● **Estratto del documento**
Emozioni forti il cui significato travalica i confini della sfera personale di chi le ha vissute in prima persona, per arrivare sino a chi simili imprese le sogna… «Quello che hanno fatto gli atleti rossocrociati e in particolare Lara rappresenta tantissimo per tutto il movimento dello sci nazionale e cantonale, risultati del genere a un grande appuntamento si traducono sempre in un entusiasmo capace di fungere da traino per i nostri giovani. Sia per quelli che fanno già parte dei nostri quadri, sia per i ragazzi e le ragazze che magari saranno invogliati proprio da quanto successo a Cortina ad avvicinarsi al nostro mondo».

● **Cosa fare**
Per favore, elenca tutti i verbi all'infinito presenti nel brano sullo sci.

● **Materiale fornito**
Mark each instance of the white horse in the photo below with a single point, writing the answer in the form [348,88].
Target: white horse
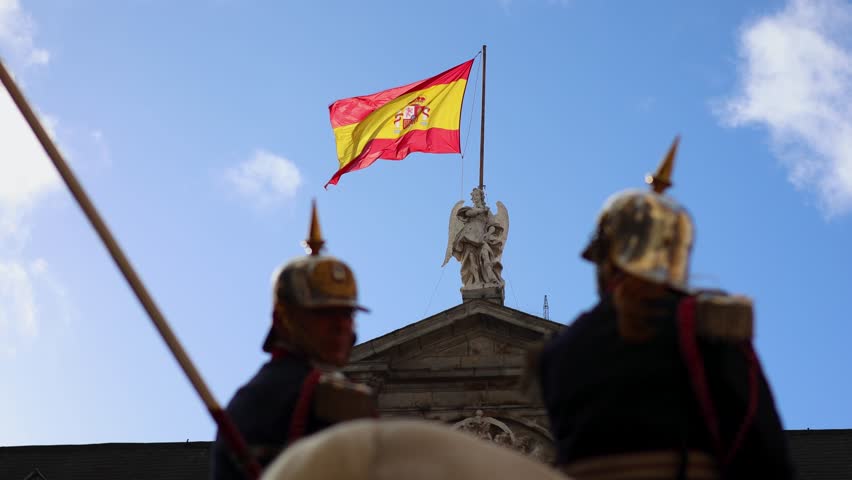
[402,450]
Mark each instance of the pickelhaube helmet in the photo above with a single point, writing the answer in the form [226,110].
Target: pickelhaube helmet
[646,234]
[314,281]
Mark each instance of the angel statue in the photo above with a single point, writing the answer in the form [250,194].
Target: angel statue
[476,240]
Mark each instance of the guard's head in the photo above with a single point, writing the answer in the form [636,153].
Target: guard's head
[644,234]
[314,301]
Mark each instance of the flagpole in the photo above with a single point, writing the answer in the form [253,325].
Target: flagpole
[227,427]
[482,126]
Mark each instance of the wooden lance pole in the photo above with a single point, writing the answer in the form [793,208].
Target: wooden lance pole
[226,426]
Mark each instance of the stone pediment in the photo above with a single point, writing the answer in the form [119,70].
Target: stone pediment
[475,329]
[463,367]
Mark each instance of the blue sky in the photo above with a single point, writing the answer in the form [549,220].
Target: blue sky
[201,131]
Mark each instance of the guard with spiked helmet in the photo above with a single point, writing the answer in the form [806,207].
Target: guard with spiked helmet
[301,389]
[658,380]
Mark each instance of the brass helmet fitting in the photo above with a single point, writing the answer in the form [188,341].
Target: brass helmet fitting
[311,282]
[646,234]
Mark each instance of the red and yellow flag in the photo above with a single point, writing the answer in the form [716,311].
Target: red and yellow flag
[420,117]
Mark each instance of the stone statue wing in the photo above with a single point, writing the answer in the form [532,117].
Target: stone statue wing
[455,227]
[501,221]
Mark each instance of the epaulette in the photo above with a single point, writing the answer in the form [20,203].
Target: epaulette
[724,317]
[337,399]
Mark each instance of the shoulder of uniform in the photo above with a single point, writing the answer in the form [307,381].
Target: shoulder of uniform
[724,317]
[337,399]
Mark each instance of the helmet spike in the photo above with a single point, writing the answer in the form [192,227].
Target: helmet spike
[662,178]
[315,242]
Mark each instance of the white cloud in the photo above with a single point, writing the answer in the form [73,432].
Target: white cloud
[27,173]
[17,305]
[26,176]
[16,34]
[265,179]
[796,80]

● **Risultato**
arrivare, fungere, avvicinarsi